» Requirement:
Pull out every line in the entries below that contains the string "ground".
** begin **
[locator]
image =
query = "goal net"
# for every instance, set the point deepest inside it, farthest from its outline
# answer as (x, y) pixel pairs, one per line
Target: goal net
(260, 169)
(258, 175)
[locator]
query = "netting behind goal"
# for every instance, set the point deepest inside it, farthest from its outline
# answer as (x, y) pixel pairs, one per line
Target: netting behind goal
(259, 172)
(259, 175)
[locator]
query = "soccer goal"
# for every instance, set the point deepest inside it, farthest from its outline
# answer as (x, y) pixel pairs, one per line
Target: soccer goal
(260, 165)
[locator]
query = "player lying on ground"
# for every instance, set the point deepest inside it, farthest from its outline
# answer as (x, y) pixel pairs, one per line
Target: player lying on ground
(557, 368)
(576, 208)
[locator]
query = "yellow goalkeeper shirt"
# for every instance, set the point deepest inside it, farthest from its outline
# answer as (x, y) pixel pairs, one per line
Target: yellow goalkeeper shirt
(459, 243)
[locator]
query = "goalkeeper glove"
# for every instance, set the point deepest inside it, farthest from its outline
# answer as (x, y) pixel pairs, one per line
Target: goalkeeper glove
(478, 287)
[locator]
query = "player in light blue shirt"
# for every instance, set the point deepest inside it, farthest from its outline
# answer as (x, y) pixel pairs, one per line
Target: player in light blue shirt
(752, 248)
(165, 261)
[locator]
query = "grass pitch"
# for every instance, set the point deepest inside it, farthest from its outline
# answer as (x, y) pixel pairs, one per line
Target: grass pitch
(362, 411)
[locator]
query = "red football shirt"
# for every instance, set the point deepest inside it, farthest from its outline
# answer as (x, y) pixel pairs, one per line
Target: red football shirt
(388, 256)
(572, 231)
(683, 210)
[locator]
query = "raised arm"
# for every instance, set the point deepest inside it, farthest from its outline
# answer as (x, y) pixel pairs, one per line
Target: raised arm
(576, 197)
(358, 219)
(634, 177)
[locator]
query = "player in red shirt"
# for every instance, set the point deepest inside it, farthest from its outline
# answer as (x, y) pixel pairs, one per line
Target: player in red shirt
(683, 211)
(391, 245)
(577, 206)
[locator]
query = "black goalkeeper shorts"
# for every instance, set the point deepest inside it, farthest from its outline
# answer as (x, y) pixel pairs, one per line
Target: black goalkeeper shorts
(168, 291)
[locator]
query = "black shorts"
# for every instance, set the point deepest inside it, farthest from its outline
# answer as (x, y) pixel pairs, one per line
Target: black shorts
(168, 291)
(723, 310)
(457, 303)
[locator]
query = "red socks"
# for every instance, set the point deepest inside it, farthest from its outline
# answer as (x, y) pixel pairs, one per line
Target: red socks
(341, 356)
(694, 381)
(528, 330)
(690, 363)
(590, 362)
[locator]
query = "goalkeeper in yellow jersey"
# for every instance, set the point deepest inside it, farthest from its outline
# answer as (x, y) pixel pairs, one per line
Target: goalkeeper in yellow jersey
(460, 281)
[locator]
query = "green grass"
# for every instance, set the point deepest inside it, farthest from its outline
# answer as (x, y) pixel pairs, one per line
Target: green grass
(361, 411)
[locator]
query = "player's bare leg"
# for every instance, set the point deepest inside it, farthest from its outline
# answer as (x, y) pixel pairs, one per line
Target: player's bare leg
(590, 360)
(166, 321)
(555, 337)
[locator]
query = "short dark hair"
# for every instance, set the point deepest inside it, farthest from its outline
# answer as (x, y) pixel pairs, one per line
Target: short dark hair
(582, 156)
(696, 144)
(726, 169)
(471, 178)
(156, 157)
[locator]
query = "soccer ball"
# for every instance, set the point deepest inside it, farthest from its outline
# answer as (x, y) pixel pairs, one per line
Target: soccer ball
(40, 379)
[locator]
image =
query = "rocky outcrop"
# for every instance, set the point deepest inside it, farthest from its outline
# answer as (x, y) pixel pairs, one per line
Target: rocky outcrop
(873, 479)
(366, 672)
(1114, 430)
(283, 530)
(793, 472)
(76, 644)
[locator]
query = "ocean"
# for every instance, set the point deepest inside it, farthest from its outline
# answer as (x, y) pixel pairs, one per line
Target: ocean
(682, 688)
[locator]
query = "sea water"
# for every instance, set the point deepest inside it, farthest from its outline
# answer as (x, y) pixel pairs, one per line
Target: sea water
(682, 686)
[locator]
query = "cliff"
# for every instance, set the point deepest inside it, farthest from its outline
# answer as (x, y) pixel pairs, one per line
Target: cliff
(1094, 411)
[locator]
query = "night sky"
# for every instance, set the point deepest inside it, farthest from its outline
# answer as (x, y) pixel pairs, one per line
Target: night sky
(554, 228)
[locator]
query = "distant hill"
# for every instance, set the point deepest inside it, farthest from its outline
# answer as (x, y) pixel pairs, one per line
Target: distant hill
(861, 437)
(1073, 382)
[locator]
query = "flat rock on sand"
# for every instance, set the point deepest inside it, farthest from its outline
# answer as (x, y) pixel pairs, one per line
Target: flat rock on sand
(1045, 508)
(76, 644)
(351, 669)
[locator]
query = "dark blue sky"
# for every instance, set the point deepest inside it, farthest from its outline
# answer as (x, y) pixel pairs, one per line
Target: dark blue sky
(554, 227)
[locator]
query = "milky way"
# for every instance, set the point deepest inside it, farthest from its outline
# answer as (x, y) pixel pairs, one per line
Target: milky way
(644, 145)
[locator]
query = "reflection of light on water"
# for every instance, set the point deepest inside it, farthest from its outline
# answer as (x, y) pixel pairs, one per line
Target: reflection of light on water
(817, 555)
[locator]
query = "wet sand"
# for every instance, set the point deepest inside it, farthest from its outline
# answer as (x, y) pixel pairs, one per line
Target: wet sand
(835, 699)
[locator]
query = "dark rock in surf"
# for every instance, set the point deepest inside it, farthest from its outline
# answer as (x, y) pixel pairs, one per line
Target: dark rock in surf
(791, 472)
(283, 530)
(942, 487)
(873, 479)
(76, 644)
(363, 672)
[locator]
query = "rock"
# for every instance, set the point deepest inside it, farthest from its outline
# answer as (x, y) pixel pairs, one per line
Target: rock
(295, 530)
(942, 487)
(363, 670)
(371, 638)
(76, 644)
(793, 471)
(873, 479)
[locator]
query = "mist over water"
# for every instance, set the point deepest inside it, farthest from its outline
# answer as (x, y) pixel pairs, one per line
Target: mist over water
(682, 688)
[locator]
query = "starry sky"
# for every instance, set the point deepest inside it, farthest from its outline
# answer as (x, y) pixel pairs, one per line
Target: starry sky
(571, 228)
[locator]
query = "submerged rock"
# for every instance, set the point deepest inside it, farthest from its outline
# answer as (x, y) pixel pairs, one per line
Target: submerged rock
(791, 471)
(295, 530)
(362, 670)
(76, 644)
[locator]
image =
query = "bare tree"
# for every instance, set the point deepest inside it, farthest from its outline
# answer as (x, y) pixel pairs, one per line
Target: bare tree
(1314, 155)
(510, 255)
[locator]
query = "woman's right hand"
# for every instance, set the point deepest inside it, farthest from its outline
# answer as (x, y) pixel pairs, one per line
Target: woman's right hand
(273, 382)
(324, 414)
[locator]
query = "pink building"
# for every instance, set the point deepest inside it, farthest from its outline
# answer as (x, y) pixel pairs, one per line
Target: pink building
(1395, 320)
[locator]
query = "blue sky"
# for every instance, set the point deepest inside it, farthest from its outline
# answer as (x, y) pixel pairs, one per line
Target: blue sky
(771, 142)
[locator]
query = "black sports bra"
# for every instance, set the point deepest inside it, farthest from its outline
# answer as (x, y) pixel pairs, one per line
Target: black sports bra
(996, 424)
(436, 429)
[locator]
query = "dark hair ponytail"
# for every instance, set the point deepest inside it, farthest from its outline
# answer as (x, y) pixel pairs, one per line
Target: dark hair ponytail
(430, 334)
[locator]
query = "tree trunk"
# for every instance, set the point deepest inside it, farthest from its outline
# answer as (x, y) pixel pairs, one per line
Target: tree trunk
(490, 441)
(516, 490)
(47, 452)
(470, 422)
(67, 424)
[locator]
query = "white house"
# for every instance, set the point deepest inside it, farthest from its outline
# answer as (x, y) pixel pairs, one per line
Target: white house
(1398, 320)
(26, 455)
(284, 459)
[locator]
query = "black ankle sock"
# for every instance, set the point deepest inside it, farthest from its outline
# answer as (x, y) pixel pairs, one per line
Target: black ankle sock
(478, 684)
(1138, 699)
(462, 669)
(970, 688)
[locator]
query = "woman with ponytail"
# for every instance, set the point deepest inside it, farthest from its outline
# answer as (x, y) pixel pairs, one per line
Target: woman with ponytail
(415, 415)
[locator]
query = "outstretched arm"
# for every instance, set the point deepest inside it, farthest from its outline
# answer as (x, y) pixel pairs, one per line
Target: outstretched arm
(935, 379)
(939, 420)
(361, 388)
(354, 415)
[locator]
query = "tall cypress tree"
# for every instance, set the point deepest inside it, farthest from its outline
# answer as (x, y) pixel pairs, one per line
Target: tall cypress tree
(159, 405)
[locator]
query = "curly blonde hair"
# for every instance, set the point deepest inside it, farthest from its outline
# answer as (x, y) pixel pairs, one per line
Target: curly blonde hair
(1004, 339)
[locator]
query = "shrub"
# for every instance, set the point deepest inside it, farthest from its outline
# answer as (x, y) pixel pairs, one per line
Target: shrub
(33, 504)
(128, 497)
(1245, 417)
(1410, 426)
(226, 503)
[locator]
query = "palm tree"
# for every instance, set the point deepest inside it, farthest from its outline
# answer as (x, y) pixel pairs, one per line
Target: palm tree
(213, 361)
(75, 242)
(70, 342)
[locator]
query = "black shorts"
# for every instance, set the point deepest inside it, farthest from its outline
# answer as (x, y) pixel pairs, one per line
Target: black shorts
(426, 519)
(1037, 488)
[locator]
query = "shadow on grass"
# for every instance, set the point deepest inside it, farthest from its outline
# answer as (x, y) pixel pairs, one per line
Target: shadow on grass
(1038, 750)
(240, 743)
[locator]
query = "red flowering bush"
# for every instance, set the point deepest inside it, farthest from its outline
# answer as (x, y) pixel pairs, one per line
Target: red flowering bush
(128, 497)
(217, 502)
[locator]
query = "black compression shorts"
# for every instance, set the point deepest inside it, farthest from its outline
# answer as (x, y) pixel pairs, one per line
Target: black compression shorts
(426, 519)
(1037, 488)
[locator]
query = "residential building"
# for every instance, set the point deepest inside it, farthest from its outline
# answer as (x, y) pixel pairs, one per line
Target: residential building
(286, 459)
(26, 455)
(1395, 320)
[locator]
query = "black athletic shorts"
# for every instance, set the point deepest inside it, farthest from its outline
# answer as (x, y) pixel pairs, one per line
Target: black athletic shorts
** end **
» Final result:
query = "player lying on ground"
Target: player lying on ground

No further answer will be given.